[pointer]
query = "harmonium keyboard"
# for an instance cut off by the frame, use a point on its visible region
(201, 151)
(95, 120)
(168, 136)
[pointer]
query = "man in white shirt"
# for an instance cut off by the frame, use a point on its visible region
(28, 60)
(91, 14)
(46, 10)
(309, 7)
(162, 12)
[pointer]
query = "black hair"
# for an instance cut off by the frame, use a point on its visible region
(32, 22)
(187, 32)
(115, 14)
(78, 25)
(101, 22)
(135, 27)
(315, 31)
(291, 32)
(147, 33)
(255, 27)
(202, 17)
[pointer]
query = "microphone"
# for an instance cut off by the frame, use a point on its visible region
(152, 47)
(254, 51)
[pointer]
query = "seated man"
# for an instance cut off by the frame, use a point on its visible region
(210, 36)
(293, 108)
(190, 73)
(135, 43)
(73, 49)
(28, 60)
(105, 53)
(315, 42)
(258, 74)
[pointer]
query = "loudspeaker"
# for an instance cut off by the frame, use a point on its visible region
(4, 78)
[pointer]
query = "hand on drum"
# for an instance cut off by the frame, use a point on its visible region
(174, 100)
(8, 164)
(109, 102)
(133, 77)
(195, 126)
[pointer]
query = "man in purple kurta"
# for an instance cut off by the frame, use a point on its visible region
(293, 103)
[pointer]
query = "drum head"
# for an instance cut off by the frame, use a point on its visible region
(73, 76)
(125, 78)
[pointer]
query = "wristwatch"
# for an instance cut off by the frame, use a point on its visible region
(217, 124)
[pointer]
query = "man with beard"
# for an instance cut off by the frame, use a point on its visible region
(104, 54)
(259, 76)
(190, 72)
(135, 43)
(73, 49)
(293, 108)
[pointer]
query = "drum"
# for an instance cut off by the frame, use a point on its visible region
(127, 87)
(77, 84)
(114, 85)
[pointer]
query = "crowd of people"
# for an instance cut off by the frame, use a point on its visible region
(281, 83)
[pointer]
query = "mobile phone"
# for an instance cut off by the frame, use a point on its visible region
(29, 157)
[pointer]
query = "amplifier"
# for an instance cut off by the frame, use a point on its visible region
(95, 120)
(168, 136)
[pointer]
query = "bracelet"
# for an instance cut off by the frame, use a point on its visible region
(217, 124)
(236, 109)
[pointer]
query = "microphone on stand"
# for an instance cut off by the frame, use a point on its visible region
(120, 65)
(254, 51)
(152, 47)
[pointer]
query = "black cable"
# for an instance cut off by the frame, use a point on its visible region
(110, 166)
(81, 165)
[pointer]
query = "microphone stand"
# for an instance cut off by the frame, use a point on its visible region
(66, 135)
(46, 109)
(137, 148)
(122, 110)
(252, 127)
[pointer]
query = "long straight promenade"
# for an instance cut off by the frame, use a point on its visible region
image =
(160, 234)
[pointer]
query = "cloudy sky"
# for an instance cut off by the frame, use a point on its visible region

================================

◆ AIM OF THE TASK ◆
Which lines in the entries above contain the word "drum"? Pick out each one and copy it in full.

◆ RESULT FOR THIS TASK ◆
query = "hand on drum"
query = "drum head"
query = "drum"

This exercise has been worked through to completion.